Show all the lines in the data below that include the word "hair".

- Opening Delimiter -

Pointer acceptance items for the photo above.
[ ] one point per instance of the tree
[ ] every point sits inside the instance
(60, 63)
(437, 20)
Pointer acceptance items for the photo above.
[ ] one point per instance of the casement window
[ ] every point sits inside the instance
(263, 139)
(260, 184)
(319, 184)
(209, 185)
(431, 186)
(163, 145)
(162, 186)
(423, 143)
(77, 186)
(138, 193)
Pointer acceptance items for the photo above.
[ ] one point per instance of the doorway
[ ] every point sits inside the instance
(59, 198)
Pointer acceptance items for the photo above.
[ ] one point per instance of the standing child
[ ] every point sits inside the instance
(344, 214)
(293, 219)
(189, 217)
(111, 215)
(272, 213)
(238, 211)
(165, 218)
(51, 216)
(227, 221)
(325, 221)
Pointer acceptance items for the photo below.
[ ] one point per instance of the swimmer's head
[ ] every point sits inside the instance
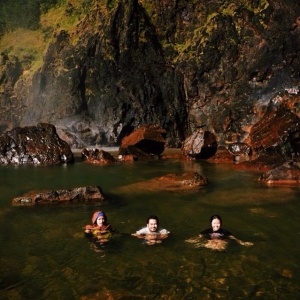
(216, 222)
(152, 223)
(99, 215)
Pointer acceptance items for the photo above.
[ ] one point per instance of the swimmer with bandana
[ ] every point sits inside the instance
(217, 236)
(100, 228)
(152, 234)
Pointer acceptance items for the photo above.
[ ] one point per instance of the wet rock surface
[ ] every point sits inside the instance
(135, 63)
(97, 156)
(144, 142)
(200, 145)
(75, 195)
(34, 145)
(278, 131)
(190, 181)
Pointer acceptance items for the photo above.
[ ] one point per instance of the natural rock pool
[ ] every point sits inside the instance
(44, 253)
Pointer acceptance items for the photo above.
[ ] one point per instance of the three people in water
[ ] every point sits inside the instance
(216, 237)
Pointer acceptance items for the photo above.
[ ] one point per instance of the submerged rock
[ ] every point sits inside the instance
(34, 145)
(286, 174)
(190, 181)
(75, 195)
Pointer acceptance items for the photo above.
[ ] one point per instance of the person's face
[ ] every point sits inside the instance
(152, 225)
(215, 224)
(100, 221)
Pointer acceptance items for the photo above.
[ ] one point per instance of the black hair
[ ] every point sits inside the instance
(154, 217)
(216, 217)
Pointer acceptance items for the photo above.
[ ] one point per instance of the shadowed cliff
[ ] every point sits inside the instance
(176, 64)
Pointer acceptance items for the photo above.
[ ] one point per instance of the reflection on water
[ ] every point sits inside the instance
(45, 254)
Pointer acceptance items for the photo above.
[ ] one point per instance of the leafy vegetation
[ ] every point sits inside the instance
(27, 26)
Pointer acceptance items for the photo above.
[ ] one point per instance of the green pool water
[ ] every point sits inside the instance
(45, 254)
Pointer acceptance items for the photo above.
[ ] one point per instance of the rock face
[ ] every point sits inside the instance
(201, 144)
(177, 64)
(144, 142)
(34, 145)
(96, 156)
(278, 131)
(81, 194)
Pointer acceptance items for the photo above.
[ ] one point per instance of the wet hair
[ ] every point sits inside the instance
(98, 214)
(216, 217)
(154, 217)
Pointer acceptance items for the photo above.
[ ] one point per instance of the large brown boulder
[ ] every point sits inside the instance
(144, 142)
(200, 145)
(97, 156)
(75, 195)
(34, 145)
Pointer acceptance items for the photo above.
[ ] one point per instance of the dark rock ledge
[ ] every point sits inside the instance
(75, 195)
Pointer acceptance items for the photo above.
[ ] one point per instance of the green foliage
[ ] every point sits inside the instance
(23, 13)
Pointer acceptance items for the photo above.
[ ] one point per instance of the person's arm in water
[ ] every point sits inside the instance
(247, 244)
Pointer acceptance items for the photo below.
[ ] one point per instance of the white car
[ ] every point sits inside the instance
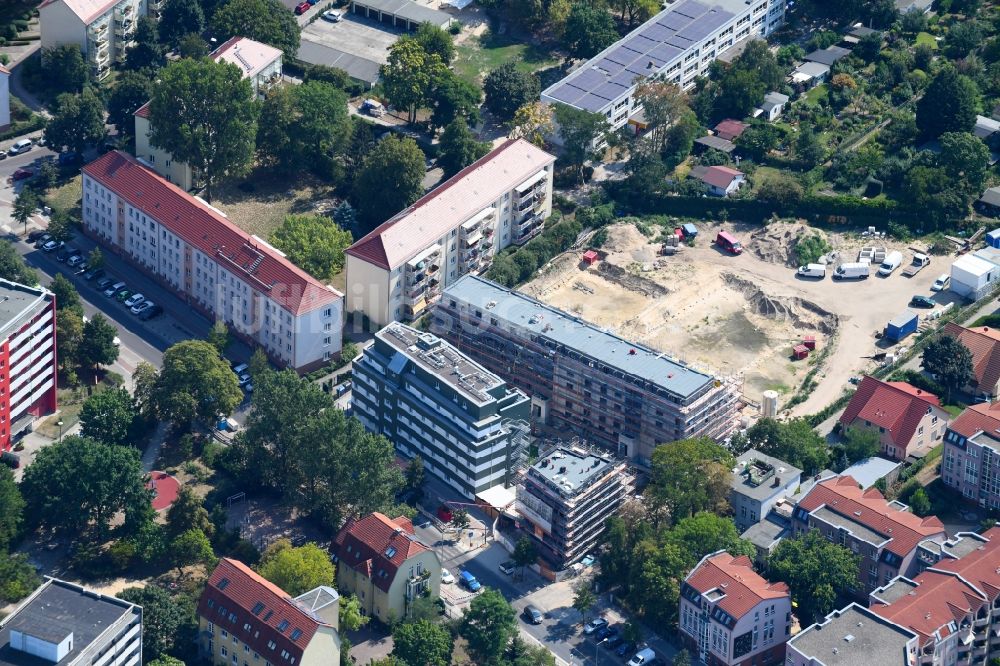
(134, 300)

- Closing Delimiter -
- Opening Delimiter -

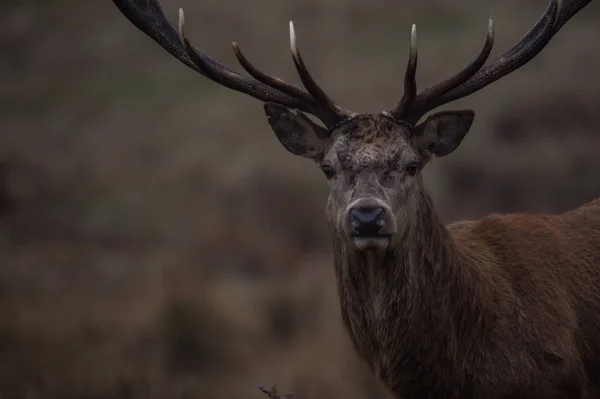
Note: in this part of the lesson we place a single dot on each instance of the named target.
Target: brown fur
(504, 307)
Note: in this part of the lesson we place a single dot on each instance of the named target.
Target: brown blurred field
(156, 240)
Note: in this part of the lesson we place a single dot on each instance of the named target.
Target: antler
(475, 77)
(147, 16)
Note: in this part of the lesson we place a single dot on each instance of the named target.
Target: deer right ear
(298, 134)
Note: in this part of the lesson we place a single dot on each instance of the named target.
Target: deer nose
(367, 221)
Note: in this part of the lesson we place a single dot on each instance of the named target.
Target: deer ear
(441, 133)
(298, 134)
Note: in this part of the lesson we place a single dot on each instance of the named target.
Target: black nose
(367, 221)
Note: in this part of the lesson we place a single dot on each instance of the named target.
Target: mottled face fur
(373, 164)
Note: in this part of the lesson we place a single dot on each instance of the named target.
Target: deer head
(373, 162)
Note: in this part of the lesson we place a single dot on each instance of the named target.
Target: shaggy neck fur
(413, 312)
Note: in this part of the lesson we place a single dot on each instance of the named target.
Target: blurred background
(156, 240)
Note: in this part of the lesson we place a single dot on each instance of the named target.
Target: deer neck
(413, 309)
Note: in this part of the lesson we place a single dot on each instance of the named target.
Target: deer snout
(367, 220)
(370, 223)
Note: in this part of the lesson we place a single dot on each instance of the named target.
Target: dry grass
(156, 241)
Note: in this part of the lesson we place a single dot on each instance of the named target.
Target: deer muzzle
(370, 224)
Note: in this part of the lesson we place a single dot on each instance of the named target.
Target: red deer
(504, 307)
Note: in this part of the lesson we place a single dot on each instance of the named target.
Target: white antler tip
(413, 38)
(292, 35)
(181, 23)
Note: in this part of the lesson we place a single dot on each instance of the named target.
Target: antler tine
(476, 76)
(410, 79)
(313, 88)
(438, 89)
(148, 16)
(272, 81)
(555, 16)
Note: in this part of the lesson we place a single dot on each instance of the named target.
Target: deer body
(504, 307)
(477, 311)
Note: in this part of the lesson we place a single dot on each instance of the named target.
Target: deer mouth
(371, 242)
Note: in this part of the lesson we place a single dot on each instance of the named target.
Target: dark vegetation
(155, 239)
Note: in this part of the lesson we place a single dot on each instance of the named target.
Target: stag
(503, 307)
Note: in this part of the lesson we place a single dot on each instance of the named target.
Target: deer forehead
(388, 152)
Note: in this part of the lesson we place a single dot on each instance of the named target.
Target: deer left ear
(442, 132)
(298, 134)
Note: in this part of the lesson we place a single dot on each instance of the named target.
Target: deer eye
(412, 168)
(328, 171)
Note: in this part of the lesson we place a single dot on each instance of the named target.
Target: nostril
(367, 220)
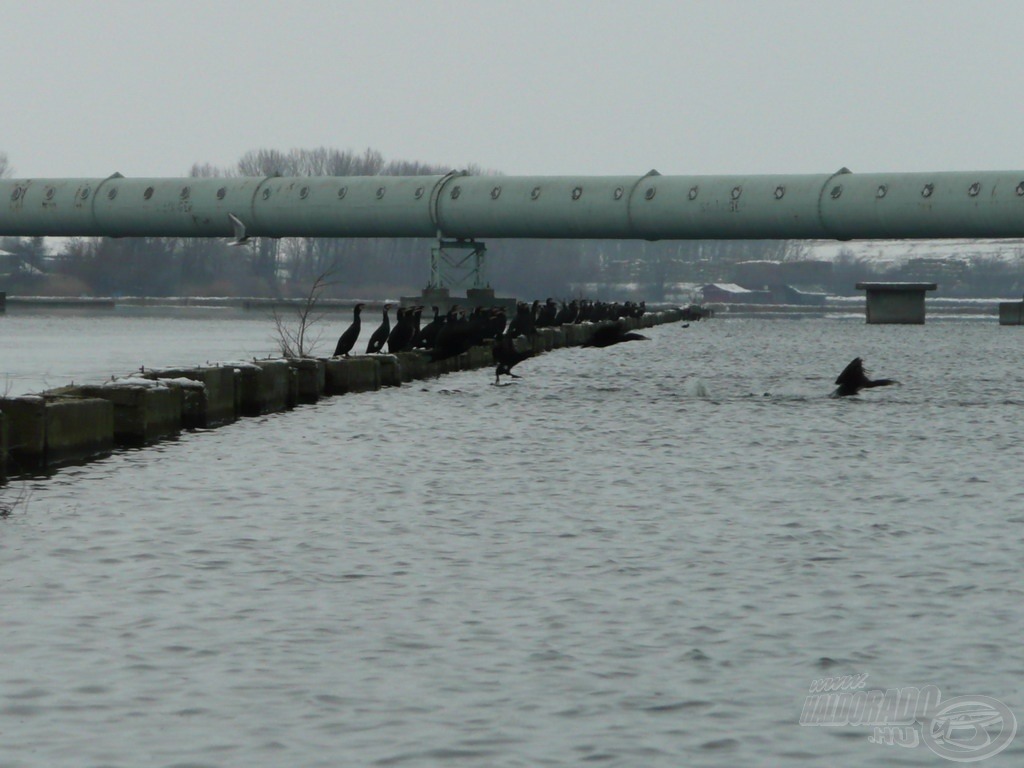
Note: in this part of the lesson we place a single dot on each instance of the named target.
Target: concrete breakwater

- Closing Delimiter -

Result for this exercise ::
[ ] one point per instance of the black hair
[ ] one point per instance of the wet hair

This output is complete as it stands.